Pick out every line in the data below that contains the string "negative", and copy each one.
BEGIN Given records
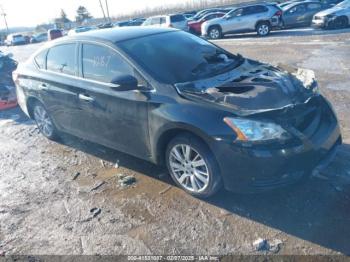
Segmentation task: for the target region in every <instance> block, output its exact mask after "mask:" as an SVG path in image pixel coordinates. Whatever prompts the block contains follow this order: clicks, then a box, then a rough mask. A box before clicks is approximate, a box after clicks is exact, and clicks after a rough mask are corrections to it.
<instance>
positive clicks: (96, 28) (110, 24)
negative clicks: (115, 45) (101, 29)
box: [95, 23, 114, 29]
mask: <svg viewBox="0 0 350 262" xmlns="http://www.w3.org/2000/svg"><path fill="white" fill-rule="evenodd" d="M112 27H114V25H113V24H112V23H103V24H99V25H98V26H97V27H95V29H97V28H98V29H105V28H112Z"/></svg>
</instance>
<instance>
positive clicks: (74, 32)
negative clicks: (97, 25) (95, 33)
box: [67, 26, 97, 35]
mask: <svg viewBox="0 0 350 262" xmlns="http://www.w3.org/2000/svg"><path fill="white" fill-rule="evenodd" d="M96 29H97V27H95V26H79V27H76V28H73V29H71V30H69V31H68V34H67V35H75V34H79V33H84V32H87V31H91V30H96Z"/></svg>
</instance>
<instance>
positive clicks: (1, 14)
mask: <svg viewBox="0 0 350 262" xmlns="http://www.w3.org/2000/svg"><path fill="white" fill-rule="evenodd" d="M0 9H1V14H0V15H2V16H3V17H4V21H5V26H6V34H7V35H8V34H9V27H8V25H7V20H6V13H5V11H4V9H3V8H2V6H1V5H0Z"/></svg>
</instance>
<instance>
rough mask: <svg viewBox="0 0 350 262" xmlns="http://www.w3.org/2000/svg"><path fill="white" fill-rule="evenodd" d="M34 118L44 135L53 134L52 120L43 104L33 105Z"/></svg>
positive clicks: (50, 136)
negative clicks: (46, 110) (42, 104)
mask: <svg viewBox="0 0 350 262" xmlns="http://www.w3.org/2000/svg"><path fill="white" fill-rule="evenodd" d="M34 119H35V122H36V124H37V125H38V128H39V130H40V131H41V132H42V133H43V135H44V136H46V137H51V136H52V135H53V132H54V127H53V124H52V121H51V119H50V117H49V115H48V114H47V112H46V110H45V108H44V107H43V106H41V105H37V106H35V108H34Z"/></svg>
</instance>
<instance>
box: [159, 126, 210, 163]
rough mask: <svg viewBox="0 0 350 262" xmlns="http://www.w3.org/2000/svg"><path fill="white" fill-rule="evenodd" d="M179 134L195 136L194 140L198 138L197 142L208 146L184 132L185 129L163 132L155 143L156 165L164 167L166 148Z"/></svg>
mask: <svg viewBox="0 0 350 262" xmlns="http://www.w3.org/2000/svg"><path fill="white" fill-rule="evenodd" d="M180 134H189V135H192V136H195V137H196V138H198V139H199V140H201V141H202V142H203V143H204V144H205V145H207V146H208V144H207V143H206V142H205V141H204V140H203V139H202V138H201V137H200V136H198V135H197V134H195V133H193V132H191V131H188V130H185V129H171V130H167V131H165V132H164V133H163V134H162V135H161V136H160V137H159V139H158V141H157V151H156V154H157V159H156V161H157V163H159V164H161V165H164V164H165V151H166V148H167V146H168V144H169V142H170V141H171V140H172V139H173V138H174V137H176V136H178V135H180ZM208 148H209V146H208Z"/></svg>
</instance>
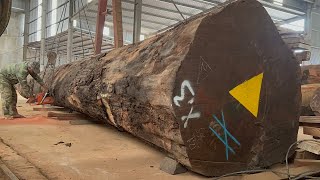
END Given records
◆ Solution to this problem
negative clicks: (115, 45) (101, 29)
negative clicks: (97, 25) (95, 33)
negative clicks: (46, 110) (42, 104)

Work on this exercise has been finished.